● Excerpted passage:
'''

I suppose part of the issue is that chimps are like humans but not. They’re our closest biological relatives. It’s fun watching them act like humans despite not being human, I guess. That’s probably why they wear clothing so often. In a couple of the movies, they’re explicitly doing humans’ work that isn’t test work where they’re intended to eventually be replaced by humans, the point of the space chimp. They are picking up olives or programming television. It’s funny!
The most surprising absence of chimp is in Swiss Family Robinson. It’s true that chimps are native to Africa and are unlikely to be on an island between Switzerland and New Guinea, but no one who’s seen Swiss Family Robinson can take that complaint seriously. It was filmed on Tobago. Animals featured in the movie include an ostrich, a zebra, an (Asiatic) elephant, a giant tortoise, an anaconda, and a tiger. There are monkeys, though I can’t remember if they have prehensile tails or not, meaning I can’t remember if they’re Old World or New World. Either way, that’s animals from three continents. The father suggests that the island used to be part of a land bridge between Africa and Asia, but that doesn’t make any sense, either.

'''

● Work instructions:
1. Rewrite the passage on chimps in movies, starting at "The most surprising" and ending after "any sense, either.", with "Tobago" changed to "Trinidad".
2. Write what comes next in the passage on chimps in movies.
The rows here come from a separate source.

● Stored data:
'''

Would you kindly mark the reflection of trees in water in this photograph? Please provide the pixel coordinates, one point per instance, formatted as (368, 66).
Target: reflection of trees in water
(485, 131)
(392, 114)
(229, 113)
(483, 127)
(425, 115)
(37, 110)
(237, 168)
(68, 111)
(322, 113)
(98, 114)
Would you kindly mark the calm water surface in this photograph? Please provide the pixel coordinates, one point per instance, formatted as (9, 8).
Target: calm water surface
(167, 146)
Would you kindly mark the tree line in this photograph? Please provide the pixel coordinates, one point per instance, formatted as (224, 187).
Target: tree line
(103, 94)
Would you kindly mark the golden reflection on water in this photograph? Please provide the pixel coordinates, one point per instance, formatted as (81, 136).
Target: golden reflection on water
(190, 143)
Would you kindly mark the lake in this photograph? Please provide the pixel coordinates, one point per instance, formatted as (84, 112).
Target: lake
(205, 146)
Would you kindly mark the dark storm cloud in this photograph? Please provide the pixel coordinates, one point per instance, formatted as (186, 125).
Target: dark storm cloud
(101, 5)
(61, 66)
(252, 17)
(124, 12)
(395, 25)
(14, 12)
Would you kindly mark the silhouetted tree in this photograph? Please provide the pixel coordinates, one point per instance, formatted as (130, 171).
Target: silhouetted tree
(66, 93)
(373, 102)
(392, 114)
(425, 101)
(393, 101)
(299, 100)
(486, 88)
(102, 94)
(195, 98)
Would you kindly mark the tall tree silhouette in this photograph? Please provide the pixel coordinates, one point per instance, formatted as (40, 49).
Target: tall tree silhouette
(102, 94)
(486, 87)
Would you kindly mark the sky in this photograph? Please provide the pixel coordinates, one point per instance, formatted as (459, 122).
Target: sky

'''

● Your responses:
1.
The most surprising absence of chimp is in Swiss Family Robinson. It’s true that chimps are native to Africa and are unlikely to be on an island between Switzerland and New Guinea, but no one who’s seen Swiss Family Robinson can take that complaint seriously. It was filmed on Trinidad. Animals featured in the movie include an ostrich, a zebra, an (Asiatic) elephant, a giant tortoise, an anaconda, and a tiger. There are monkeys, though I can’t remember if they have prehensile tails or not, meaning I can’t remember if they’re Old World or New World. Either way, that’s animals from three continents. The father suggests that the island used to be part of a land bridge between Africa and Asia, but that doesn’t make any sense, either.

2.
Further, there’s the movie variously known as Unidentified Flying Oddball, The Spaceman and King Arthur, and A Spaceman in King Arthur’s Court. Astronaut, yes, but no chimp. He’s got a stand-in android instead because why not; as I recall, the movie postulates that, in the long term, humans will send androids to do their dangerous space travel rather than risk themselves. Presumably chimps would then be seen as a step backward, so there’s no place in the story for one. That means it actually makes more sense to be chimp-free than it does for Swiss Family Robinson. And The World’s Greatest Athlete gives its hero a pet tiger, of all things.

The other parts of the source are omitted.